11.      CONFIDENTIALITY. Executive will not, after the date this Agreement was
         signed, including during and after its Term, use for his own purposes
         or disclose to any other person or entity any confidential business
         information concerning the Company or its business operations or that
         of its subsidiaries, unless (1) the Company consents to the use or
         disclosure of confidential information; (2) the use or disclosure is
         consistent with Executive's duties under this Agreement, or (3)
         disclosure is required by law or court order. For purposes of this
         Agreement, confidential business information includes, without
         limitation, trade secrets (as defined under the Montana Uniform Trade
         Secrets Act, Montana Code Section 30-14-402), various confidential
         information on investment management practices, marketing plans,
         pricing structure and technology of either the Company or its
         subsidiaries. Executive will also treat the terms of this Agreement as
         confidential business information.

12.      NONCOMPETITION. During the Term of this Agreement and for a period of
         three years after Executive's employment with the Company has
         terminated, Executive will not,

<PAGE>

         directly or indirectly, as a shareholder, director, officer, employee,
         partner, agent, consultant, lessor, creditor or otherwise:

         (a)      provide management, supervisory or other similar services to
                  any person or entity engaged in any business in counties in
                  which the Company or its subsidiaries may have a presence
                  which is competitive with the business of the Company or a
                  subsidiary as conducted during the term of this Agreement or
                  as conducted as of the date of termination of employment,
                  including any preliminary steps associated with the formation
                  of a new bank.

━━━━━━━━━━

» What to do:
(1) Answer these questions from the agreement excerpt:
(a) Which law defines trade secrets for this agreement?
(b) For how long after Executive's employment ends does the noncompetition restriction apply?
(c) What does Executive agree to treat as confidential business information in addition to the items listed?
(2) Retype the part of the agreement excerpt that begins at the words "disclosure is required" and stops after the words "confidential business information.".

» Material:
━━━━━━━━━━

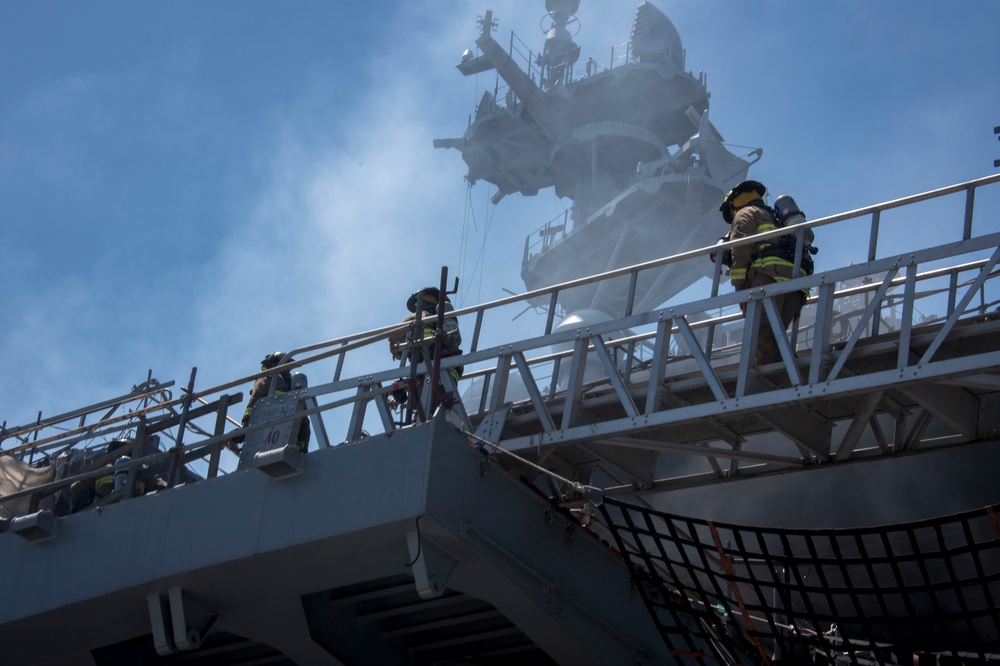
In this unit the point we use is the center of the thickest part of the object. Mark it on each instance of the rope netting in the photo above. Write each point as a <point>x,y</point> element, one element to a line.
<point>876,595</point>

━━━━━━━━━━

» Exercise results:
(1)
(a) The Montana Uniform Trade Secrets Act, Montana Code Section 30-14-402.
(b) Three years.
(c) The terms of this Agreement.

(2)
disclosure is required by law or court order. For purposes of this
         Agreement, confidential business information includes, without
         limitation, trade secrets (as defined under the Montana Uniform Trade
         Secrets Act, Montana Code Section 30-14-402), various confidential
         information on investment management practices, marketing plans,
         pricing structure and technology of either the Company or its
         subsidiaries. Executive will also treat the terms of this Agreement as
         confidential business information.